**Request**
Tally how many lines in the items below contain the word "weathered". Give only the number.

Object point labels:
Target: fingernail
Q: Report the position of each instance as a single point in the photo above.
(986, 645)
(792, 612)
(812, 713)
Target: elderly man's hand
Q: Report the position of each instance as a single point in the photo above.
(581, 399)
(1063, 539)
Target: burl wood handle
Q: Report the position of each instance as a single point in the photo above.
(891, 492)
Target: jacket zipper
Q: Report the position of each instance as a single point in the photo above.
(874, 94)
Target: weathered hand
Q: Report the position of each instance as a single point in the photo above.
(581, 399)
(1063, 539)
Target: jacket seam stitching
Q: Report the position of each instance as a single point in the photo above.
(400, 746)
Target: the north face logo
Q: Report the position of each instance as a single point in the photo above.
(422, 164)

...

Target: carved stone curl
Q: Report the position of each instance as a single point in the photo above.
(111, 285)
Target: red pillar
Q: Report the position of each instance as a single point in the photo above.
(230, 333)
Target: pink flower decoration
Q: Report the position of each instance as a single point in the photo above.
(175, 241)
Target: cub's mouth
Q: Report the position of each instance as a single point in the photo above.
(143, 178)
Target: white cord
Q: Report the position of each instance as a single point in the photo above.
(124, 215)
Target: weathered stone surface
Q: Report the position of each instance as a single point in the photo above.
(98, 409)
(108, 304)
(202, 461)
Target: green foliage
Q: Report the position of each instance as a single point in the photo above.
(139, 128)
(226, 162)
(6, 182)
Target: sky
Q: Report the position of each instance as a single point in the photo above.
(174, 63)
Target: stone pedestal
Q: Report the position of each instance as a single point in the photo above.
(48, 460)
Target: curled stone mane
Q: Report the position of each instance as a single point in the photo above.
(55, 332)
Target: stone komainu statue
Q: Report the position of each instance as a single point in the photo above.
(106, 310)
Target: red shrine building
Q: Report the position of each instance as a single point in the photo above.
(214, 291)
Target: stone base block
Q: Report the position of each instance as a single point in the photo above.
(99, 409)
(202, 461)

**The result**
2